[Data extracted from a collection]
Start of Block
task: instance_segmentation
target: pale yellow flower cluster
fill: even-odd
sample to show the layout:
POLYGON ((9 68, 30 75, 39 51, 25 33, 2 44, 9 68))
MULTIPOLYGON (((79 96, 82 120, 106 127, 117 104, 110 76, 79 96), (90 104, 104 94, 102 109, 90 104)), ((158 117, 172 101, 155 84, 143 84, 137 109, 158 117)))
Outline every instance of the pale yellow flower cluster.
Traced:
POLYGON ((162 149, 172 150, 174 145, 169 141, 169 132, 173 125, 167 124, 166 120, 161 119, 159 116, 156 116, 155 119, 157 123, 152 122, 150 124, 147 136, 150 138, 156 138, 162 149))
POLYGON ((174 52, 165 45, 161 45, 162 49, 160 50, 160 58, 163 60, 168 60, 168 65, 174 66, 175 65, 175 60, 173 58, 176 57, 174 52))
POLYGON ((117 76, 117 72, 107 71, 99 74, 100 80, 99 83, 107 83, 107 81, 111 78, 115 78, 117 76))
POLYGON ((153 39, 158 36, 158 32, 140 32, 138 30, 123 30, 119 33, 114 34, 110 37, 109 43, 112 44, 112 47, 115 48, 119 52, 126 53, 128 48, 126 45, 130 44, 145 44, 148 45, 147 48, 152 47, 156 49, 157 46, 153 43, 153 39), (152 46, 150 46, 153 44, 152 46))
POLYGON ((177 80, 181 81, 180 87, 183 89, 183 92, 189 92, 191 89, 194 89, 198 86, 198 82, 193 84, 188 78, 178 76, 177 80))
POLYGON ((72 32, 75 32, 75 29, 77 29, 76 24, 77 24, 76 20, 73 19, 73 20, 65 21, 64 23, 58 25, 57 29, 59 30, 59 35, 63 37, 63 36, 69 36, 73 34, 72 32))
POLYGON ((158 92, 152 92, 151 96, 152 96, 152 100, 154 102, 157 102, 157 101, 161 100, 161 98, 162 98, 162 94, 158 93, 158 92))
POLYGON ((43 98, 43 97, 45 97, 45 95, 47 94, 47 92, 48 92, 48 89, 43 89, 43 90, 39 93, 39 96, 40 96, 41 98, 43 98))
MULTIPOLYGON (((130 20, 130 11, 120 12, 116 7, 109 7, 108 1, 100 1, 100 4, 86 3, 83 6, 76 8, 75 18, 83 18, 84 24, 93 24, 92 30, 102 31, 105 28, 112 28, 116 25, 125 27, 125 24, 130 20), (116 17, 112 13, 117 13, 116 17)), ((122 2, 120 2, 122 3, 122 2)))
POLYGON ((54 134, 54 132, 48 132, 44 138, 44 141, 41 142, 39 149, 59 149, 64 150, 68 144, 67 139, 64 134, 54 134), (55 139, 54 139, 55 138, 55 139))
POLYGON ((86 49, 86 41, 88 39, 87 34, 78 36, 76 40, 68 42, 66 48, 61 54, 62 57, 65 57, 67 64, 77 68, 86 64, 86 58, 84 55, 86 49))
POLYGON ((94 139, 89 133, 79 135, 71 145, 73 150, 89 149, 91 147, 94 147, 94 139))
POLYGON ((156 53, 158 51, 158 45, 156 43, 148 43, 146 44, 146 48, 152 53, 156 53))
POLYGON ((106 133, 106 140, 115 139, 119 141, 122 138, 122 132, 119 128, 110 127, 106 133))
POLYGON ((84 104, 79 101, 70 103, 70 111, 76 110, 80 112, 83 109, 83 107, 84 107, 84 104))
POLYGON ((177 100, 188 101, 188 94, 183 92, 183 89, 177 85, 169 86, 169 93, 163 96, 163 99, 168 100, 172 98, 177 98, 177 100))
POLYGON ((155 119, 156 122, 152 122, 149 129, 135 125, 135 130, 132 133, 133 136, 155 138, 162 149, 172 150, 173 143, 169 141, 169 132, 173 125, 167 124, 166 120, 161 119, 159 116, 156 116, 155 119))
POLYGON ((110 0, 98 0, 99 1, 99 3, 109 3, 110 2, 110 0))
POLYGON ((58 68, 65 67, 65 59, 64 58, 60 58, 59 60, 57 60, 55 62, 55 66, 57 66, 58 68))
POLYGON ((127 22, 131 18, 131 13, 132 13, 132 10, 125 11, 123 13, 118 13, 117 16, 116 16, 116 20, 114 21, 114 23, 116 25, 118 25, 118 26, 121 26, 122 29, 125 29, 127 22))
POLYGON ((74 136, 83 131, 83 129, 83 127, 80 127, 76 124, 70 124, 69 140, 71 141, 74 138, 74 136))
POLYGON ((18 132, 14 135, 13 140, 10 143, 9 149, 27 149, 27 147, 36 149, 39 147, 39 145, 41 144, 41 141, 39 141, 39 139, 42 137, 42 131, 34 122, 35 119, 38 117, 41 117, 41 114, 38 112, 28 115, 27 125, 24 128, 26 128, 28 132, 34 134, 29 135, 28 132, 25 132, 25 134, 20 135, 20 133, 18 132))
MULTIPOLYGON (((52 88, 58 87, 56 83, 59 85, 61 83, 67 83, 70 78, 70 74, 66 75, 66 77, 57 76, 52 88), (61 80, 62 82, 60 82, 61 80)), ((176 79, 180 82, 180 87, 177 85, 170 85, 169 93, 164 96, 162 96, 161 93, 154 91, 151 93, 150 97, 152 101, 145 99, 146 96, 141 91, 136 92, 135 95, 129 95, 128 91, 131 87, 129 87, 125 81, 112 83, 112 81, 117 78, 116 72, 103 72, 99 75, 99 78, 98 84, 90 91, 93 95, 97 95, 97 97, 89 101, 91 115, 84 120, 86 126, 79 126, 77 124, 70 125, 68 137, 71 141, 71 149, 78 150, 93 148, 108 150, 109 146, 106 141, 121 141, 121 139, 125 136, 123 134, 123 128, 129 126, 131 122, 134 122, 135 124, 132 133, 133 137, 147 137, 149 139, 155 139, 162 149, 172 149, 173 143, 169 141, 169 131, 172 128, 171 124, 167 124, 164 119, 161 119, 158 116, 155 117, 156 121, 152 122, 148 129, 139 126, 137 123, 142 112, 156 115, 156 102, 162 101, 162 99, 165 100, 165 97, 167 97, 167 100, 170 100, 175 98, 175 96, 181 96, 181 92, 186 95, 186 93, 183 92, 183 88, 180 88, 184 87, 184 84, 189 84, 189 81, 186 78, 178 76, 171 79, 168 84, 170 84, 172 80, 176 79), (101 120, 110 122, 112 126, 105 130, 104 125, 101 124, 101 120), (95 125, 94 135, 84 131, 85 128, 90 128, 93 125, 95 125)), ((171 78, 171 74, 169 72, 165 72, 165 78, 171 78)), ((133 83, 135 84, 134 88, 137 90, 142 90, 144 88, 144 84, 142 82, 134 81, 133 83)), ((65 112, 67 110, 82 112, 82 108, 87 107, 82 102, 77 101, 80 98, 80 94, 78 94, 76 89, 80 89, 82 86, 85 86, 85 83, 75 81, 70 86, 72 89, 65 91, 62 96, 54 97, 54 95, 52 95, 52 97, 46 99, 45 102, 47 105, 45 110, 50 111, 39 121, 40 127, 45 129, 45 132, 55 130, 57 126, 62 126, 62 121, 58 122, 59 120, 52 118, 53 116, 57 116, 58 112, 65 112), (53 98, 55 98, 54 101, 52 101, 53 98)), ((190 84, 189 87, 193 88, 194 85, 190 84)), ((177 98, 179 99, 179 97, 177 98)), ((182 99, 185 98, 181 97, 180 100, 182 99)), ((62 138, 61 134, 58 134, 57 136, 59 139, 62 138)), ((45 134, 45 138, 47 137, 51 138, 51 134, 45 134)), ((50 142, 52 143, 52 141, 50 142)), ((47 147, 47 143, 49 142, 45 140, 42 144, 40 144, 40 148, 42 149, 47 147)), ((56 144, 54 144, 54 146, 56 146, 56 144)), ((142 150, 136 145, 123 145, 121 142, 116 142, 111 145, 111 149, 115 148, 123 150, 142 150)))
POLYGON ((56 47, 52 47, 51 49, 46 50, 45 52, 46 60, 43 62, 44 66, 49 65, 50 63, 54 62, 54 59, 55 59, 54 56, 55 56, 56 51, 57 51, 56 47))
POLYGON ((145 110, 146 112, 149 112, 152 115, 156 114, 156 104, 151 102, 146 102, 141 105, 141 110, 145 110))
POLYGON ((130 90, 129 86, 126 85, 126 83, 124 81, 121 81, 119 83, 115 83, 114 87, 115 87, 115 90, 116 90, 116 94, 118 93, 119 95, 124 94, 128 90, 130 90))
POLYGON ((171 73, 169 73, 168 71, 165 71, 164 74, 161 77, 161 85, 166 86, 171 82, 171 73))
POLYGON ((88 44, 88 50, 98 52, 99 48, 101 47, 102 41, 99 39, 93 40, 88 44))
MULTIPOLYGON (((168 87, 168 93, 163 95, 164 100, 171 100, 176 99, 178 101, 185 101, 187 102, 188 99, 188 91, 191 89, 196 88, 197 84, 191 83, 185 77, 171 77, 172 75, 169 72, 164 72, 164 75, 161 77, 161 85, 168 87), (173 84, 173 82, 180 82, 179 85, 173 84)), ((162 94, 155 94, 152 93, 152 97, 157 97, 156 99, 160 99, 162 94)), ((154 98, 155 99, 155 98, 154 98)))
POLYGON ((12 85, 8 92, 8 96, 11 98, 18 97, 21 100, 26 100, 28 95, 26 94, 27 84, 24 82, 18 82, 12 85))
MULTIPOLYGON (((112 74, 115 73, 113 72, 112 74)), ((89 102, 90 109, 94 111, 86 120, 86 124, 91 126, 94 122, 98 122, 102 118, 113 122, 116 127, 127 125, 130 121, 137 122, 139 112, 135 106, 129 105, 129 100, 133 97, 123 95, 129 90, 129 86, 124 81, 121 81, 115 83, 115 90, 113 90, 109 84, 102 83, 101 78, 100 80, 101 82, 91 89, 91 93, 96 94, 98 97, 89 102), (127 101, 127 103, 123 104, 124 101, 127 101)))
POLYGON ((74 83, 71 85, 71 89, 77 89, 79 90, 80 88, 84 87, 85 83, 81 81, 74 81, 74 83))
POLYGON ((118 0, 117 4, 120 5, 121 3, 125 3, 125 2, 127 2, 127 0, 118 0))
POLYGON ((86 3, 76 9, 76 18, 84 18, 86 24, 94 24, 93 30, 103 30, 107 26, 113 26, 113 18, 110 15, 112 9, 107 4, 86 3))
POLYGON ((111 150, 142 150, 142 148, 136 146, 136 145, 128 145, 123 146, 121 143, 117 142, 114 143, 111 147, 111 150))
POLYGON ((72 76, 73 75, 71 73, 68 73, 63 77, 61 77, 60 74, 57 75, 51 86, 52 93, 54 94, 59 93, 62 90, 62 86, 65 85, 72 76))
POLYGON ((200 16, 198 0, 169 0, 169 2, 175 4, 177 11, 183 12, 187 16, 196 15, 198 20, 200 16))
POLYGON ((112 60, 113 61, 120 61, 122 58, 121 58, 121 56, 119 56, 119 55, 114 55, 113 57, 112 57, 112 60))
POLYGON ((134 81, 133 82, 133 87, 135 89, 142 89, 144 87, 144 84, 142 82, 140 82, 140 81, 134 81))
End of Block
#### What to produce
Scan the records for lines with the string "yellow". Give the number of such lines and nothing else.

#### Reply
2